**Kaynak metin:**
%%

Güncelleme Tarihi:
Mustafa Şentop’un açıklamalarından satır başları:
Dün gece itibariyle verilen sayılar üzüntü ve endişe verici. Bilim Kurulu’nun tavsiyeleri ile salgına karşı başarılı bir çalışma yürüttü Türkiye. Her ne kadar tedbir alınırsa alınsın bütün bunlara vatandaşımızın bu konuda titizliği, temizliği tedbirlere uyması. Bu salgın sürecinin geleceği ile ilgili elimizde çok kesin bilgiler yok.
Bütün dünya biraz dikkatli bir normale dönebilir miyiz diyerek bir başlangıç yapmaya çalışıyor. Eğer yeniden salgın artar ölümler artarsa yeniden daha büyük önlemlerin alınması gerekecek.
Vatandaşlarımızın akşamki tablodan itibaren riski gördüğünü ve daha dikkatli davranacağı inancındayım.
27 MAYIS SÜRECİ
27 Mayıs askeri darbesi sadece darbeler tarihimizin bir başlangıcı değil aynı zamanda Türkiye’nin sosyal kimliğini de bozan bir harekettir. 60 yıllık süre içerisinde bunun acısını üzüntüsünü insanlarımız hissetmişler ve bazı adımları atmışlar. Darbenin yapılmasından kısa süre sonra da bu adım düşünülmüş mağdurlara yönelik... Önce 2013 yılında buranın ismi değiştirildi, ardından genel olarak Demokrasi Adası görüntüsüne de çevirecek açılış yapmıştık.
Az önce de ifade ettim 27 Mayıs'ın siyasi psikolojimizde etkisi olan kareleri var. Sayın Cumhurbaşkanımızın "Biz kefenimizi giyerek yola çıktık" sözü aslında Menderes'in o fotoğrafına bir atıftır, darbeci zihniyete karşı.En temel mesele şudur. Bir suç işlendiği zaman o suç işlendiği tarihte hangi mahkemeler varsa oradda yargılanırlar.

%%

**Yapılacaklar:**
1. Listenin başından "POLYGON ((66 100, 68" geçen satıra kadar (o satır da dahil) olan kısmı, "bird's eye" ifadesini "eagle's eye" olarak yeniden adlandırarak tekrar yaz. Başka hiçbir şeyi değiştirme ve resimleri yanıta koyma.
2. Lütfen Mustafa Şentop'un açıklamalarını aktaran metni kaldığı yerden sürdür.
Metin ile liste arasında hiçbir bağlantı yoktur.

**Kayıtlı liste:**
%%

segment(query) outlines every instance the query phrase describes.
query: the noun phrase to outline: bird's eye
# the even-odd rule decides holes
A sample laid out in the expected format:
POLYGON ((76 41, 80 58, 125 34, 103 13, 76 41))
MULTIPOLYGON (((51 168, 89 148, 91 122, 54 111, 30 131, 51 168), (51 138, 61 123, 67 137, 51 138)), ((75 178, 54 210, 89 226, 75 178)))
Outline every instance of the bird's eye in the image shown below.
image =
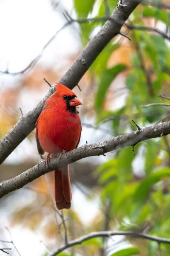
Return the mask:
POLYGON ((66 100, 68 99, 68 97, 66 95, 64 95, 62 98, 65 100, 66 100))

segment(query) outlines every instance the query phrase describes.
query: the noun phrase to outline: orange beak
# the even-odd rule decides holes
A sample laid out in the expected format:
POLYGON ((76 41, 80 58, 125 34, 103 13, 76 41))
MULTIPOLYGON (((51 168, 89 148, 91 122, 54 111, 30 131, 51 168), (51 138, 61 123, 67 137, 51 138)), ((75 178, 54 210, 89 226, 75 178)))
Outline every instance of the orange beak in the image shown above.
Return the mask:
POLYGON ((74 106, 74 107, 77 107, 79 105, 82 105, 82 103, 81 101, 76 98, 74 98, 72 99, 70 102, 70 106, 74 106))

%%

**Yanıtlar:**
1.
segment(query) outlines every instance the query phrase describes.
query: the noun phrase to outline: eagle's eye
# the even-odd rule decides holes
A sample laid out in the expected format:
POLYGON ((76 41, 80 58, 125 34, 103 13, 76 41))
MULTIPOLYGON (((51 168, 89 148, 91 122, 54 111, 30 131, 51 168), (51 138, 61 123, 67 137, 51 138)), ((75 178, 54 210, 89 226, 75 178)))
Outline every instance of the eagle's eye in the image shown below.
image =
Return the mask:
POLYGON ((66 100, 68 99, 68 97, 66 95, 64 95, 62 98, 65 100, 66 100))

2.
Şimdi burada alınan kararlar ve bunun sonuçları var. Bir başbakan idam edilmiş, 2 bakan idam edilmiş. Bütün davaları aldığımızda 192 kişi ve bunların kendileri, aileleri, bugünlere kadar sarkan bir süreç içerisinde maağduriyetleri var. Ama burada TBMM olarak tutumumuzu, tavrımızı tescil edecek adım atma imkanımız var. O da şudur: Bunu çok dikkatli olarak ifade etmek istiyorum, burada söz konusu bir mahkemenin kararlarının yok sayılması değil söz konusu olan. Aslında mahkeme olmayan bir yapının, bir infaz timinin karar diye vermiş olduğu ve birtakım sonuçlar doğuran işlemleri, o yapıyı ortadan kaldırarak, daha önce hiç varolmamış gibi hale getirerek hukuk tarihinden temizlemektir.
Darbeler tarihi artık kapanmıştır. Teşebbüs edenler 15 Temmuz'daki gibi engellenir.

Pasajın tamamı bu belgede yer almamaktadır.